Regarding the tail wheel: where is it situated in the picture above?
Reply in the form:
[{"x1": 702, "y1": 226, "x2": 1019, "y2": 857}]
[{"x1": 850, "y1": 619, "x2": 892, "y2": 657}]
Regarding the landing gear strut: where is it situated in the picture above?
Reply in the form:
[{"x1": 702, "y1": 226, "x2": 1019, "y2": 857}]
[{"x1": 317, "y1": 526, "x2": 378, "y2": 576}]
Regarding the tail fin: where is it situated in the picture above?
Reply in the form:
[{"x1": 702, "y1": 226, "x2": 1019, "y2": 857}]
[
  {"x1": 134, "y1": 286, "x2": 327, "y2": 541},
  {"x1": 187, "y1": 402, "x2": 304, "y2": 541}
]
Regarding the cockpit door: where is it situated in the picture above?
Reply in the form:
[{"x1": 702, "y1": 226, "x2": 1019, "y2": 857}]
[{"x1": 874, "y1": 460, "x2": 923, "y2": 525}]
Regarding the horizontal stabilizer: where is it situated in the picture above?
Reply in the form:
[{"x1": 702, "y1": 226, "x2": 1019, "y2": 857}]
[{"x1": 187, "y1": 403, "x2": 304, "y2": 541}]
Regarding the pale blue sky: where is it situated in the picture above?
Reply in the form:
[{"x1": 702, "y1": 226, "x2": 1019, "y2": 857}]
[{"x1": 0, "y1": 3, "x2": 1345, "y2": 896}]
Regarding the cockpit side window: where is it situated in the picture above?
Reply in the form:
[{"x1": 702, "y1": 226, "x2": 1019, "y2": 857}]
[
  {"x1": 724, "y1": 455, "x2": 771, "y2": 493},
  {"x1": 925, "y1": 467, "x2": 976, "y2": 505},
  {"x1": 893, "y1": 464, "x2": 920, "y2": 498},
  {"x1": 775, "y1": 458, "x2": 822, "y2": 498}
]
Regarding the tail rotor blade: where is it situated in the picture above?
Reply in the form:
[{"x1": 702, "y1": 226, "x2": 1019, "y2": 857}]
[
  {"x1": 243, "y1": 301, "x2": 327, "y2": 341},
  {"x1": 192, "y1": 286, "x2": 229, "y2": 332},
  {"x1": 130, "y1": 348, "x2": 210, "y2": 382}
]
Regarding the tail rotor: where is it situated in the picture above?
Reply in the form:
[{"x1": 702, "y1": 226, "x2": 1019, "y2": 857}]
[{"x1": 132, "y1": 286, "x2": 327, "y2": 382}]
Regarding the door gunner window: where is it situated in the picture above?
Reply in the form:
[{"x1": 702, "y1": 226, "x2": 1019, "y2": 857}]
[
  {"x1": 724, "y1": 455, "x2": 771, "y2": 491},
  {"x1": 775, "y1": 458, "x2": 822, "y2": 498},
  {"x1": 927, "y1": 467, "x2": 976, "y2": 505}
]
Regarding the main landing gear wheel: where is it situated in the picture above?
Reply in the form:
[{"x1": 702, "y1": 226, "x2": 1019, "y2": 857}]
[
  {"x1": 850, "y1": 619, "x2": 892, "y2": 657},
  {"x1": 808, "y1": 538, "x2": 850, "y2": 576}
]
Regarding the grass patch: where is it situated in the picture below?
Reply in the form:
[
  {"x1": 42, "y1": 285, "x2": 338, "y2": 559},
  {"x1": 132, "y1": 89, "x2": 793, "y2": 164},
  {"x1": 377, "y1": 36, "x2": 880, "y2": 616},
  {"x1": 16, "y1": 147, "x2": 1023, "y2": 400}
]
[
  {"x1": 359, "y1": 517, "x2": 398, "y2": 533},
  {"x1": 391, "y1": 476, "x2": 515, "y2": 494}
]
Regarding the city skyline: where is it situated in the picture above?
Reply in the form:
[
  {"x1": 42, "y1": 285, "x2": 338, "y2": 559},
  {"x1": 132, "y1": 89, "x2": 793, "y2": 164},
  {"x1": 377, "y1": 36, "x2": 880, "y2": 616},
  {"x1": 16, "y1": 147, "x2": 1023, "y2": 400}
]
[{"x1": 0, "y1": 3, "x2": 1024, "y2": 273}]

**WHAT YOU WILL DO**. Write out the material from the first line to the last, exactly.

**EXERCISE SOLUTION**.
Regarding the tail wheel: where is it situated in the picture above?
Reply in the form:
[{"x1": 702, "y1": 226, "x2": 1019, "y2": 857}]
[{"x1": 850, "y1": 619, "x2": 892, "y2": 657}]
Regarding the landing gear strut: where is it situated in the picture above?
Reply in the form:
[{"x1": 702, "y1": 226, "x2": 1019, "y2": 857}]
[{"x1": 317, "y1": 526, "x2": 378, "y2": 576}]
Regarding the tail fin: where is it situated in the picture above?
Reply in the form:
[{"x1": 702, "y1": 226, "x2": 1019, "y2": 857}]
[
  {"x1": 134, "y1": 286, "x2": 327, "y2": 541},
  {"x1": 187, "y1": 402, "x2": 304, "y2": 541}
]
Regarding the cockpit door: where is it situated in the picture above?
Reply in the form:
[{"x1": 702, "y1": 226, "x2": 1019, "y2": 857}]
[{"x1": 874, "y1": 460, "x2": 923, "y2": 525}]
Regarding the horizontal stabilizer: where is it situated in the picture above?
Reply in the form:
[{"x1": 702, "y1": 226, "x2": 1019, "y2": 857}]
[{"x1": 187, "y1": 403, "x2": 304, "y2": 541}]
Regarding the pale blue sky: where is it situated in the picture above?
Reply in the form:
[{"x1": 702, "y1": 226, "x2": 1019, "y2": 857}]
[{"x1": 0, "y1": 3, "x2": 1345, "y2": 896}]
Regarding the cockpit side window: where is it situated in the picture above?
Reply in the form:
[{"x1": 702, "y1": 226, "x2": 1019, "y2": 857}]
[
  {"x1": 724, "y1": 455, "x2": 771, "y2": 493},
  {"x1": 925, "y1": 467, "x2": 976, "y2": 505},
  {"x1": 893, "y1": 464, "x2": 920, "y2": 498},
  {"x1": 775, "y1": 458, "x2": 822, "y2": 498}
]
Regarding the tail rotor blade: where is it situated in the picture above?
Reply in the form:
[{"x1": 702, "y1": 226, "x2": 1019, "y2": 857}]
[
  {"x1": 243, "y1": 301, "x2": 327, "y2": 341},
  {"x1": 192, "y1": 286, "x2": 229, "y2": 332},
  {"x1": 130, "y1": 348, "x2": 210, "y2": 382}
]
Regarding the tail rotor: where is it situated in the picture above?
Reply in the form:
[{"x1": 702, "y1": 226, "x2": 1019, "y2": 857}]
[{"x1": 132, "y1": 286, "x2": 327, "y2": 382}]
Regarding the door gunner window: where is it situated in the picture above?
Reply in the form:
[{"x1": 702, "y1": 226, "x2": 1019, "y2": 857}]
[
  {"x1": 724, "y1": 455, "x2": 771, "y2": 491},
  {"x1": 775, "y1": 458, "x2": 822, "y2": 498},
  {"x1": 927, "y1": 467, "x2": 976, "y2": 505}
]
Regarding the main landing gear wheel: where is it situated in the picture above?
Reply in the form:
[{"x1": 702, "y1": 226, "x2": 1019, "y2": 857}]
[
  {"x1": 850, "y1": 619, "x2": 892, "y2": 657},
  {"x1": 808, "y1": 538, "x2": 850, "y2": 576}
]
Regarding the grass patch: where is it situated in the picture below?
Reply in the form:
[
  {"x1": 42, "y1": 285, "x2": 338, "y2": 559},
  {"x1": 132, "y1": 89, "x2": 793, "y2": 164},
  {"x1": 377, "y1": 36, "x2": 880, "y2": 616},
  {"x1": 16, "y1": 147, "x2": 1023, "y2": 400}
]
[
  {"x1": 359, "y1": 517, "x2": 398, "y2": 533},
  {"x1": 391, "y1": 476, "x2": 515, "y2": 494}
]
Regarding the city skyline: where is it situated in the picture above?
Reply in the form:
[
  {"x1": 42, "y1": 285, "x2": 338, "y2": 559},
  {"x1": 132, "y1": 89, "x2": 793, "y2": 164},
  {"x1": 377, "y1": 36, "x2": 880, "y2": 616},
  {"x1": 16, "y1": 147, "x2": 1023, "y2": 400}
]
[{"x1": 0, "y1": 3, "x2": 1024, "y2": 273}]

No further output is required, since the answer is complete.